Excerpt from a dataset:
+ + + + + + +

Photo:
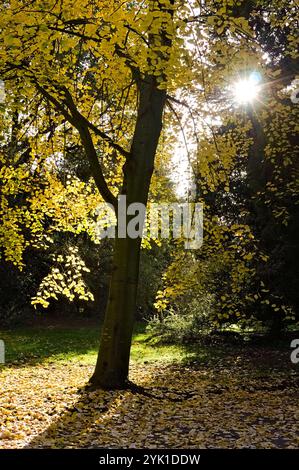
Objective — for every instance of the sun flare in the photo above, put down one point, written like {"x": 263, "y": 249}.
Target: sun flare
{"x": 246, "y": 91}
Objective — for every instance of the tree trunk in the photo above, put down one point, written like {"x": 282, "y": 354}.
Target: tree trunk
{"x": 113, "y": 361}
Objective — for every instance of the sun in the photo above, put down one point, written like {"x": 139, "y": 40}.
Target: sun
{"x": 246, "y": 91}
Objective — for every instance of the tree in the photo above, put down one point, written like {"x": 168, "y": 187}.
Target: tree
{"x": 72, "y": 56}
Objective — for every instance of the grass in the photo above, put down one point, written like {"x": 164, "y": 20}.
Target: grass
{"x": 36, "y": 345}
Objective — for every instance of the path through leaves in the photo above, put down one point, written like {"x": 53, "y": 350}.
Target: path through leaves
{"x": 224, "y": 406}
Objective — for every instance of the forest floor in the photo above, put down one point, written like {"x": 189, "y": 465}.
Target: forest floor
{"x": 201, "y": 397}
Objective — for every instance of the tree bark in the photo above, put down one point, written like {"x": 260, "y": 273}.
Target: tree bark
{"x": 113, "y": 360}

+ + + + + + +

▸ Exercise aim
Edit the items above so that every "Target" becomes "Label", keeping all other text the same and leaving out the pictures.

▸ Solution for this problem
Photo:
Objective — for every instance of the sun flare in the photo above, put down one point, written like {"x": 263, "y": 249}.
Label: sun flare
{"x": 246, "y": 91}
Objective — for every instance of the tree trunk in the photo above, put down one point, written like {"x": 282, "y": 354}.
Label: tree trunk
{"x": 113, "y": 361}
Objective — for every instance of the sun in the photo above, put down one point, written like {"x": 139, "y": 40}.
Label: sun
{"x": 246, "y": 91}
Objective — for every instance of the tree in the photo above, put down one point, written like {"x": 168, "y": 187}.
Label: tree
{"x": 72, "y": 56}
Objective — for every instance of the grass in the photo above, put down one point, written like {"x": 164, "y": 20}.
Label: grass
{"x": 36, "y": 345}
Objective — for every instance of the path through leaves in the photo above, put down one point, written like {"x": 53, "y": 350}.
Label: path through leaves
{"x": 224, "y": 406}
Objective — for every instance of the forest floor in the photo above, put down one point, written like {"x": 189, "y": 465}.
Label: forest floor
{"x": 201, "y": 397}
Objective — for every instance of the tree bark in the photo above, put down one point, written like {"x": 260, "y": 273}.
Label: tree bark
{"x": 113, "y": 360}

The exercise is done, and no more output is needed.